* Exercise details
Nothing may be changed. Give the entries below again exactly.

* Data for analysis
>>>>
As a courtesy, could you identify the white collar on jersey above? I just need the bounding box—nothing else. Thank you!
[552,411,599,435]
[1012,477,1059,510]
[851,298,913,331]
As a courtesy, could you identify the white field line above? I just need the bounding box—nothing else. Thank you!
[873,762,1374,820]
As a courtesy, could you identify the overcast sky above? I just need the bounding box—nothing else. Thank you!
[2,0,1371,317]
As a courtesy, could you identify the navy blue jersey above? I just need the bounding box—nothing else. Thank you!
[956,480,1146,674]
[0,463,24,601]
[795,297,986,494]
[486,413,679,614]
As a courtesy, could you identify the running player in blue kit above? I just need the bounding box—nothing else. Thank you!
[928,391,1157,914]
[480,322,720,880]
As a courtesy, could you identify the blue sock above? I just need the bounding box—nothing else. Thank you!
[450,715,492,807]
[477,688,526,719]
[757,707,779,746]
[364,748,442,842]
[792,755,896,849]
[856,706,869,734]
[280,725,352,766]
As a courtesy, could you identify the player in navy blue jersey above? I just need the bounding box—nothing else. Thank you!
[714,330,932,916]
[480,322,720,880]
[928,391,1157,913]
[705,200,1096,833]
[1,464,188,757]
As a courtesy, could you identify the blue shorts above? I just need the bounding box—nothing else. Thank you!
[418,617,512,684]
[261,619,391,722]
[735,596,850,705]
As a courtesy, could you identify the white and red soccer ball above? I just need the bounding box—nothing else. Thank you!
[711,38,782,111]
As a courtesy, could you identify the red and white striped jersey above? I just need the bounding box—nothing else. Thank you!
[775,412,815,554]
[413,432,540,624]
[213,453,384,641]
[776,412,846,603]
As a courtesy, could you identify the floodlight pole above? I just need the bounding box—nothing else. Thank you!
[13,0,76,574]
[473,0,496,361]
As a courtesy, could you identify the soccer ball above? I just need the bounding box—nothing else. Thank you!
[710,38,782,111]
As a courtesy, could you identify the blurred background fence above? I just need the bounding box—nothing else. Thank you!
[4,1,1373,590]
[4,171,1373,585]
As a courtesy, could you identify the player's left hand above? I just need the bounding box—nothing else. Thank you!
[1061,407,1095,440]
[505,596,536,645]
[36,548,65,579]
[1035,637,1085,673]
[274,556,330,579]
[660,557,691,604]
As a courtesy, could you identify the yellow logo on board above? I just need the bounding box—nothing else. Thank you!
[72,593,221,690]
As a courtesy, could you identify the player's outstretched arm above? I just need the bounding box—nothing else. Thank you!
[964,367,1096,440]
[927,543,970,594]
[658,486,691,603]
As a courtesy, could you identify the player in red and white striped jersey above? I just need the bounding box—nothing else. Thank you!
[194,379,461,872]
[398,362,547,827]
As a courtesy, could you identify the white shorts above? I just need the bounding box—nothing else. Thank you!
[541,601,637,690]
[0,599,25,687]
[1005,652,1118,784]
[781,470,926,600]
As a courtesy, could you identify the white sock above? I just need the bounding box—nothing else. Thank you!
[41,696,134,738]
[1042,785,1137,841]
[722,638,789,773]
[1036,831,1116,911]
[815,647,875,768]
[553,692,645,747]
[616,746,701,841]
<<<<
* Result for this task
As a courtesy, could you identify the white collar on jersey above? I just need the bounding box—nothing else. Thank you!
[552,411,599,435]
[1012,477,1059,510]
[851,298,913,331]
As a courtesy, could you identify the white field line above? I just need the bounding box—nothing else. Thank you!
[873,762,1374,820]
As a courtesy, could you identify the overcast sky above? I just need the bounding box—nothing else. Thank you!
[2,0,1371,317]
As a courtesy, could you identify the navy blue jersey above? I just need the bounding box—nothing else. Thank you!
[956,480,1146,674]
[0,463,24,601]
[795,297,986,494]
[486,413,679,614]
As a courtesy, could you identify the running player in blue kit above? I just need the bounding box—nothing else. Thank you!
[928,391,1157,914]
[480,322,720,880]
As a courtesy, could you identify the blue sock above? I just need the bounding box—nothing else. Thank you!
[450,715,492,807]
[477,688,526,719]
[757,707,779,746]
[364,748,442,842]
[792,755,896,849]
[856,706,869,734]
[280,725,352,766]
As a courtesy, could you identify the player in navy blue jersey above? I just need the bounding box—nothing else. Thank you!
[714,330,932,916]
[480,322,720,880]
[928,391,1157,913]
[705,200,1096,833]
[1,464,188,757]
As a courtesy, could you identify the blue shorts above? I just need the bounding box—nothing else. Thank you!
[418,617,512,684]
[261,619,391,722]
[735,596,850,705]
As a courtesy, could you identify the white and red soccer ball above? I just need the bounding box—nothing else. Thank you!
[711,38,782,111]
As a courtesy, could you identify the red and white striped jersey above? I just need the bounding box—nothing else. Thank you!
[775,412,815,554]
[413,432,540,624]
[213,453,384,641]
[776,412,846,603]
As a courtesy, could you identify the floodlight pole above? I just need the bounding box—nothing else. Thank you!
[13,0,76,574]
[473,0,496,361]
As a courtesy, could you identify the soccer ball above? I just need the bounding box—nothing else. Thank you!
[710,38,782,111]
As a courtesy, could you identify the blurred background fence above? I just need the bounding box—nothing else. Thank you!
[4,1,1373,590]
[4,171,1373,585]
As a courtesy, could you identify the player's left hand above? I just need the bounding box—nothing else. Thank you!
[1061,407,1095,440]
[505,596,536,645]
[36,548,65,579]
[1035,637,1085,673]
[274,556,330,579]
[660,557,691,604]
As a courtesy, could you identify the yellow logo on board above? I just need the bounding box—nothing else. Thank you!
[72,593,221,690]
As a courtesy, could you identify the player's outstretched arm above? I just need the bounding box—nothing else. Thank you!
[964,367,1096,440]
[927,543,970,594]
[658,486,691,603]
As a courtesy, could you identify the player in red and white striped jersey above? I just need the bounding box—nothing else. Thank you!
[194,379,461,872]
[398,362,547,827]
As a courtesy, could you identify the white shorts above? I just need the bounding box—nothing else. Thank you!
[541,601,637,690]
[0,599,25,687]
[1005,652,1118,784]
[781,470,926,600]
As a courtesy, could you identify the white sock above? I just need the bounding box—nothing else. Thank you!
[41,696,134,738]
[1042,785,1137,841]
[722,638,789,773]
[1036,831,1116,911]
[815,647,875,768]
[553,692,645,747]
[616,746,701,841]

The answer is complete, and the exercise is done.